▶ _Requirements_: Express the lines below as a JSON list of strings, one string per line, omitting blank lines and any picture.

▶ _Data excerpts_:
• • • • •
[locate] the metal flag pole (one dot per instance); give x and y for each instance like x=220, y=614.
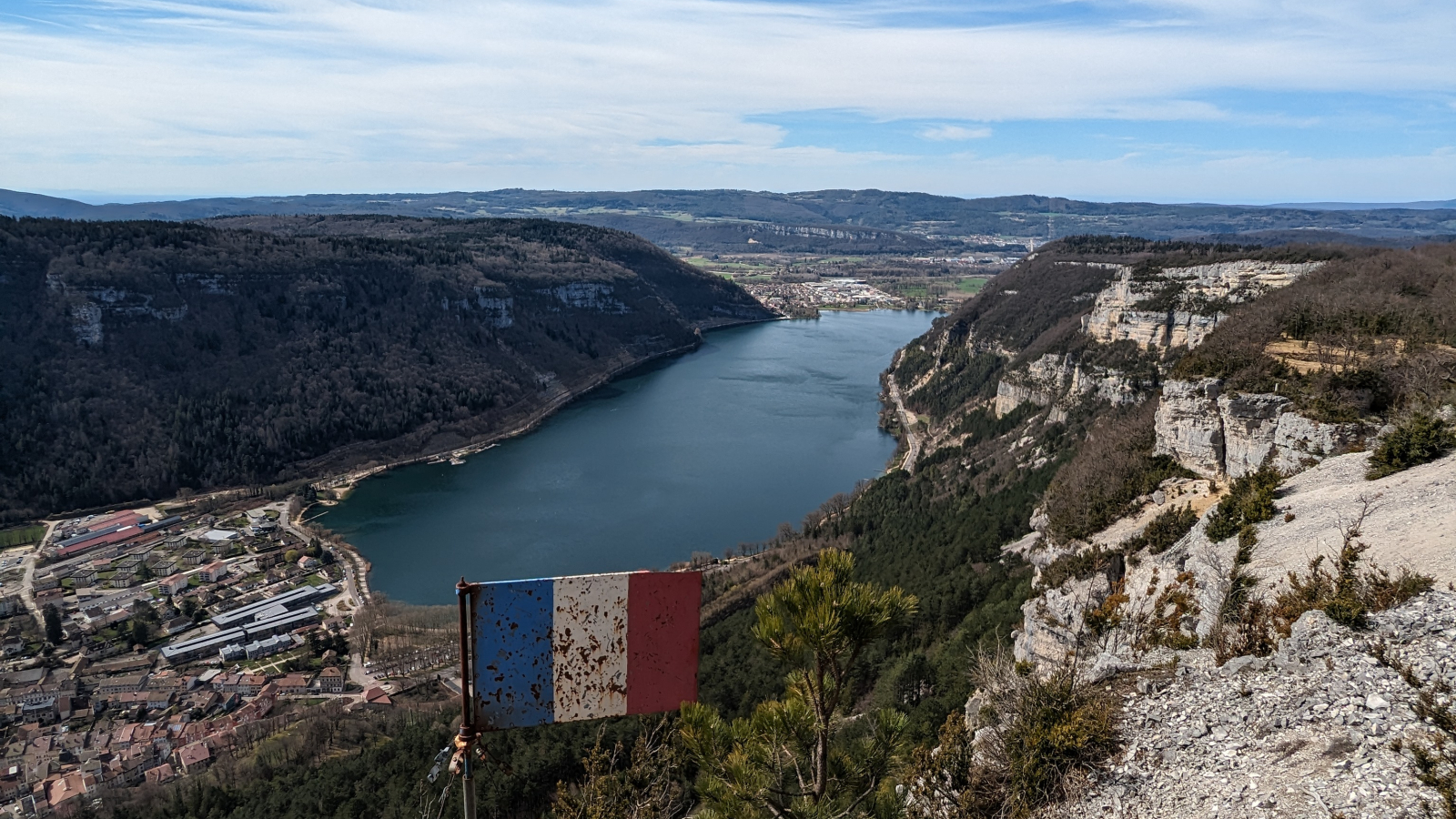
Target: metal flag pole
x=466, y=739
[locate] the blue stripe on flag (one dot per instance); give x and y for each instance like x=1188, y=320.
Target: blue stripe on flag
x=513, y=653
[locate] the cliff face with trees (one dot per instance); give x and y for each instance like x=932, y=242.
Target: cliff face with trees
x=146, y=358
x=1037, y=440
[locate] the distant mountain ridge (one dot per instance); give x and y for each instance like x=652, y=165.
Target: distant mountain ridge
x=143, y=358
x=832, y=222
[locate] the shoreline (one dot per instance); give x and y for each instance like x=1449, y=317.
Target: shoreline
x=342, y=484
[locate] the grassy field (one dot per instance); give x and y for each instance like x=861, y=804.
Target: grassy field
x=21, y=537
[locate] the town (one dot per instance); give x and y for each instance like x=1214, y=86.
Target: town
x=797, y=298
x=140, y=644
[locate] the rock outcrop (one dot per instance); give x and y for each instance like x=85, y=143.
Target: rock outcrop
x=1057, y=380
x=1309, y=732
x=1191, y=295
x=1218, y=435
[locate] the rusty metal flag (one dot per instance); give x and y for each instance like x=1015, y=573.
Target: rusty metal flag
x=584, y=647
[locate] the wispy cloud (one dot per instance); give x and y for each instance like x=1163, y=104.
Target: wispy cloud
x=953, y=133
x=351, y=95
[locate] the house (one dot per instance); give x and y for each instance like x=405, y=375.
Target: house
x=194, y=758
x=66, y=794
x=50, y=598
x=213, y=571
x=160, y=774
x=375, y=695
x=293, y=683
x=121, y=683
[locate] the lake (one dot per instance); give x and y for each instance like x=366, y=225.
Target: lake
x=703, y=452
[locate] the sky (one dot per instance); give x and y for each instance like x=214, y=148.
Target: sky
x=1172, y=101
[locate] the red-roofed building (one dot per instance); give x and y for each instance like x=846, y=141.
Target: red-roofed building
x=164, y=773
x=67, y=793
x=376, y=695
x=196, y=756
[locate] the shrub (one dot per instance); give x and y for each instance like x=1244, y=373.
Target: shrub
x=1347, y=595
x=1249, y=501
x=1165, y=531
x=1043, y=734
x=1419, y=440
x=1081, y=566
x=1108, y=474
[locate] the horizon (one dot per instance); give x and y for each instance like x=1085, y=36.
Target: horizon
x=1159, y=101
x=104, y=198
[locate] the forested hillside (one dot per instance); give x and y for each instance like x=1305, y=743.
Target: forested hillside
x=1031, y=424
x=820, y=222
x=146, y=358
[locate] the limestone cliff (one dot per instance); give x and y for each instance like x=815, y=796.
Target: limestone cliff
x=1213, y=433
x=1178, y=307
• • • • •
▶ _Answer in full_:
[
  "[locate] the metal flag pole (one dot per instance); give x and y for each instance like x=220, y=614.",
  "Target: metal flag pole",
  "x=466, y=739",
  "[locate] the blue stripe on flag (one dot per instance); give x and y for each instance like x=1188, y=320.",
  "Target: blue stripe on flag",
  "x=513, y=653",
  "[locate] the cliff face with trees (one dot per instance); give x and y for each instance like x=932, y=242.",
  "Target: cliff face with trees",
  "x=146, y=358",
  "x=1037, y=440",
  "[locate] the distant mountain ridge (one dot per instance); give x and y for each instance like x=652, y=165.",
  "Target: distant mountain ridge",
  "x=143, y=358",
  "x=832, y=222",
  "[locate] the shoreline (one dot per instance); give x and y for each instance like x=1449, y=317.",
  "Target: shoreline",
  "x=342, y=484",
  "[locate] the grassy field (one dot per instance); give x and y for each instance like x=861, y=804.",
  "Target: grassy field",
  "x=21, y=537",
  "[locate] the town (one dot per instance); give x and y for each instance like x=1214, y=86.",
  "Target: town",
  "x=797, y=298",
  "x=140, y=644",
  "[locate] the rock outcrop (one dot per instance); give x and y for each instance like x=85, y=143.",
  "Target: rock outcrop",
  "x=1057, y=380",
  "x=1309, y=732",
  "x=1191, y=295",
  "x=1218, y=435",
  "[locate] the rusty metal flag (one dot per instance); give x and y for each instance like x=1015, y=573.",
  "Target: rusty metal flag",
  "x=584, y=647",
  "[locate] the wispy cloud (one dot per instance); give x and y for each instance like x=1163, y=104.",
  "Target: wispy cloud",
  "x=953, y=133",
  "x=351, y=95",
  "[locate] the house (one dot per instance); give x and y for each instance like x=405, y=375.",
  "Target: house",
  "x=194, y=758",
  "x=66, y=794",
  "x=50, y=598",
  "x=213, y=571",
  "x=160, y=774",
  "x=375, y=695",
  "x=293, y=683",
  "x=121, y=683",
  "[locate] the lake (one dot per instance); give x and y for each instance like x=366, y=225.",
  "Target: lake",
  "x=703, y=452",
  "[locate] the sky (one dot per instance); give x and y for each instance like x=214, y=148.",
  "Target: sky",
  "x=1172, y=101",
  "[locate] the red-roofed building (one dot per instance); give x and y for each instance like x=846, y=141.",
  "Target: red-roofed building",
  "x=164, y=773",
  "x=67, y=793",
  "x=376, y=695",
  "x=196, y=756",
  "[locate] the shrub (one dot per instance); give x and y for each instance like x=1244, y=373.",
  "Target: shrub",
  "x=1347, y=595",
  "x=1249, y=501",
  "x=1165, y=531",
  "x=1043, y=734",
  "x=1419, y=440",
  "x=1081, y=566",
  "x=1108, y=474",
  "[locate] the horizon (one dot per instance); give x and y for each instance like x=1085, y=36.",
  "Target: horizon",
  "x=1159, y=101",
  "x=104, y=198",
  "[locate] the forested hillside (one dot per instance); give x and y for each instance like x=1305, y=743.",
  "Target: forested hillside",
  "x=1031, y=424",
  "x=820, y=222",
  "x=146, y=358",
  "[locate] the limestone cliff (one dot per instance); give x and y for each instance like x=815, y=796.",
  "Target: limestone cliff",
  "x=1213, y=433",
  "x=1178, y=307"
]